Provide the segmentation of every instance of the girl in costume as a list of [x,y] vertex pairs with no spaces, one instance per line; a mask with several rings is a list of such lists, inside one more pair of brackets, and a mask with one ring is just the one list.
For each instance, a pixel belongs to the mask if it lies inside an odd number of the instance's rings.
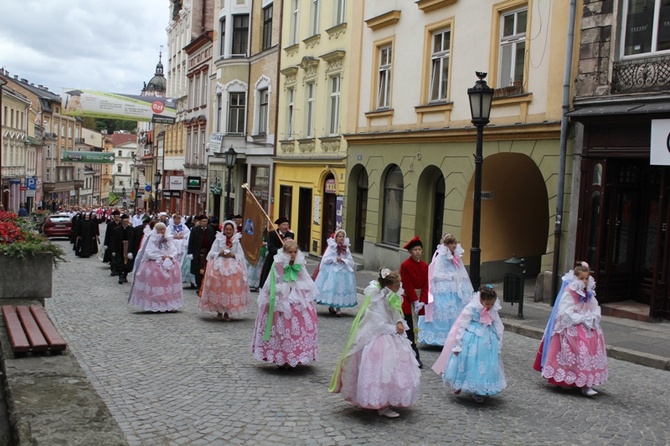
[[471,393],[478,403],[507,387],[500,357],[504,330],[500,308],[493,285],[479,288],[449,331],[433,365],[433,371],[442,375],[456,395]]
[[474,290],[462,255],[456,237],[446,234],[428,267],[428,303],[418,321],[420,343],[444,345],[454,321],[472,299]]
[[252,351],[256,359],[295,367],[319,359],[318,291],[305,268],[305,256],[292,239],[274,256],[258,294]]
[[329,305],[328,311],[337,317],[342,315],[340,308],[358,304],[354,258],[349,251],[349,238],[343,229],[338,229],[328,239],[328,248],[321,259],[315,283],[321,293],[316,303]]
[[165,232],[165,224],[156,223],[135,262],[128,303],[144,311],[176,311],[184,303],[177,247]]
[[577,387],[589,397],[598,394],[593,386],[609,377],[595,289],[586,262],[563,276],[533,365],[550,384]]
[[207,270],[198,308],[201,311],[216,311],[216,317],[224,321],[251,309],[241,237],[242,234],[235,230],[235,223],[226,220],[223,222],[223,233],[216,233],[207,254]]
[[405,331],[400,275],[383,268],[365,289],[349,339],[330,382],[355,406],[400,416],[391,407],[409,407],[419,396],[421,371]]

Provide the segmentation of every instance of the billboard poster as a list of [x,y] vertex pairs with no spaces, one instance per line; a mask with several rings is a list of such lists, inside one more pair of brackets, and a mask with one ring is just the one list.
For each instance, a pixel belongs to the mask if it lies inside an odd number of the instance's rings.
[[161,124],[174,124],[177,114],[174,99],[74,88],[63,89],[61,105],[69,116]]
[[76,152],[64,150],[61,161],[68,163],[114,164],[114,154],[109,152]]

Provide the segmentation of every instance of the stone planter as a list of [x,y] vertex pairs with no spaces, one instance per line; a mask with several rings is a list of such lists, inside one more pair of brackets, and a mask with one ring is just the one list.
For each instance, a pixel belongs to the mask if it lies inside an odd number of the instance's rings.
[[51,297],[54,259],[50,252],[25,258],[0,255],[0,299]]

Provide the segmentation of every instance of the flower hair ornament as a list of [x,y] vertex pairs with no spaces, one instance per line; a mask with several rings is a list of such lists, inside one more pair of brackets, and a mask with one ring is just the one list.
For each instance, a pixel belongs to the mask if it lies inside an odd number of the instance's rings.
[[590,271],[590,270],[591,270],[591,268],[589,268],[589,264],[586,263],[586,262],[582,262],[582,267],[583,267],[583,268],[586,268],[587,271]]
[[382,279],[386,279],[386,277],[391,274],[391,270],[388,268],[382,268],[379,270],[379,275],[381,276]]

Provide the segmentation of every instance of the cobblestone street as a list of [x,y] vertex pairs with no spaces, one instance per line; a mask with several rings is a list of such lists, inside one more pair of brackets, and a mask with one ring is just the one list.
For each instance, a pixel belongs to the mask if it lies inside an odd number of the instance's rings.
[[610,381],[588,399],[547,386],[531,368],[538,341],[506,333],[501,395],[452,395],[429,368],[439,350],[423,348],[418,403],[386,419],[327,391],[355,309],[335,318],[319,308],[320,360],[283,370],[252,357],[255,314],[216,320],[193,290],[179,313],[136,312],[129,284],[58,243],[68,262],[48,312],[131,445],[670,443],[666,371],[610,359]]

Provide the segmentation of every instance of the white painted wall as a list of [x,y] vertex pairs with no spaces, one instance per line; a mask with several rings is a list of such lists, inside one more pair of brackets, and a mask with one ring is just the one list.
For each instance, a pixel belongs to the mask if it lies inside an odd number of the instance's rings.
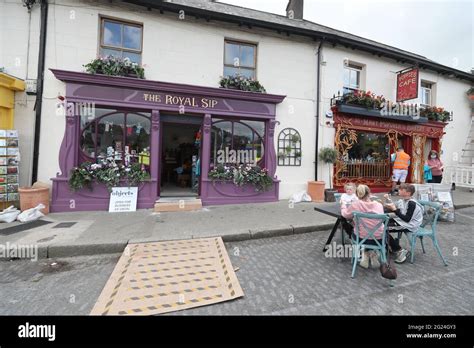
[[[39,12],[35,6],[29,13],[19,0],[0,0],[0,67],[22,80],[35,79],[37,75]],[[36,96],[15,93],[14,127],[19,132],[20,186],[31,184],[35,101]]]
[[[133,8],[140,10],[130,11],[124,5],[112,7],[108,2],[103,6],[83,2],[75,7],[66,0],[51,4],[46,66],[83,71],[82,65],[98,53],[99,14],[143,23],[143,63],[150,80],[218,87],[223,74],[224,38],[255,42],[257,78],[268,93],[288,96],[278,106],[277,120],[281,123],[276,136],[281,129],[291,126],[300,131],[303,139],[303,166],[278,168],[281,197],[305,189],[306,181],[314,176],[315,44],[238,30],[235,26],[216,28],[215,23],[194,18],[179,20],[156,11]],[[55,103],[57,95],[63,95],[64,91],[64,84],[48,71],[41,125],[39,178],[42,181],[49,181],[59,169],[57,154],[64,118],[55,115]]]
[[[0,47],[13,47],[8,52],[0,52],[0,66],[5,65],[12,69],[13,75],[24,78],[26,69],[14,67],[13,58],[25,57],[28,13],[20,0],[0,0],[0,6],[0,13],[7,13],[1,18]],[[223,74],[224,38],[257,43],[257,78],[269,93],[287,96],[277,107],[280,124],[275,132],[275,146],[283,128],[296,128],[302,137],[302,166],[277,168],[281,180],[280,198],[286,199],[292,193],[304,190],[307,181],[314,180],[316,42],[279,36],[270,31],[241,29],[230,24],[206,23],[194,18],[179,20],[170,14],[161,15],[158,11],[149,12],[141,7],[105,0],[56,0],[54,3],[51,1],[49,9],[46,67],[84,71],[83,64],[98,54],[100,14],[143,23],[143,63],[149,80],[218,87],[219,77]],[[32,11],[30,29],[29,77],[36,75],[38,19],[39,8],[36,6]],[[324,46],[319,147],[334,144],[334,129],[324,126],[325,112],[330,109],[332,95],[342,91],[344,58],[365,64],[363,87],[391,100],[395,100],[396,91],[394,72],[407,67],[357,50]],[[59,170],[58,153],[65,120],[56,115],[56,102],[58,95],[64,95],[65,88],[64,83],[56,80],[49,70],[45,78],[39,180],[50,182]],[[421,71],[421,78],[436,82],[437,104],[454,111],[455,121],[447,127],[443,143],[443,160],[449,164],[452,152],[461,151],[469,131],[471,116],[465,95],[469,84],[427,71]],[[23,134],[23,145],[33,141],[32,98],[25,104],[23,107],[19,103],[17,109],[17,127]],[[26,155],[27,151],[23,152]],[[318,178],[328,182],[327,167],[319,165],[318,168]]]

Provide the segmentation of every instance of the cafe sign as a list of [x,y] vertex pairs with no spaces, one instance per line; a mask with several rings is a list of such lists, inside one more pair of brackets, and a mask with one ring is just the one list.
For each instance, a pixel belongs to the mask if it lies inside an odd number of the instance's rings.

---

▶ _Exercise details_: Pictures should not appear; only the lines from the start of the listing above to the line containing "Provide the segmentation of every instance of the stone", both ends included, are to be repeated exactly.

▶ _Completed task_:
Provide the segmentation of every instance of the girl in costume as a list of [x,y] vertex pairs with no spaces, one instance per line; a mask with several rings is a list of such lists, inside one more pair of brackets, and a mask with one ring is just the one list.
For each instance, a pixel belongs to the mask if it lies inside an odd number of the instance's rings.
[[471,393],[478,403],[507,387],[500,357],[504,330],[500,308],[493,285],[479,288],[449,331],[433,365],[433,371],[442,375],[456,395]]
[[474,290],[462,255],[456,237],[446,234],[428,267],[428,303],[418,321],[420,343],[444,345],[454,321],[472,299]]
[[252,351],[256,359],[295,367],[319,359],[318,291],[305,268],[305,256],[292,239],[274,256],[258,294]]
[[329,305],[328,311],[337,317],[342,315],[340,308],[358,304],[354,258],[349,251],[349,238],[343,229],[338,229],[328,239],[328,248],[321,259],[315,283],[321,293],[316,303]]
[[165,232],[165,224],[156,223],[135,262],[128,303],[144,311],[176,311],[184,303],[177,247]]
[[577,387],[589,397],[598,394],[593,386],[609,377],[595,289],[586,262],[563,276],[533,365],[550,384]]
[[207,270],[198,308],[201,311],[216,311],[216,317],[224,321],[251,309],[241,237],[242,234],[235,230],[235,223],[226,220],[223,222],[223,233],[216,233],[207,254]]
[[405,331],[400,275],[383,268],[365,289],[349,339],[330,382],[355,406],[400,416],[391,407],[409,407],[419,396],[421,371]]

Provide the segmentation of every instance of the billboard poster as a list of [x,y] vertex pairs with no spaces, one instance per line; a mask with several rings is a list of such lists, inside one more pair of brackets, and a mask with one ring is just the one list.
For each instance, a pixel belongs to the mask if it lies inside an odd number of the instance's rings.
[[161,124],[174,124],[177,114],[174,99],[74,88],[63,89],[61,105],[69,116]]
[[76,152],[64,150],[61,161],[68,163],[114,164],[114,154],[109,152]]

Provide the segmentation of every instance of the stone planter as a list of [x,y] vertex pairs with no spaces, one instance per line; a mask with several rings is a list of such lists, inside one more pair of brackets, and a mask with one ring is just the one list.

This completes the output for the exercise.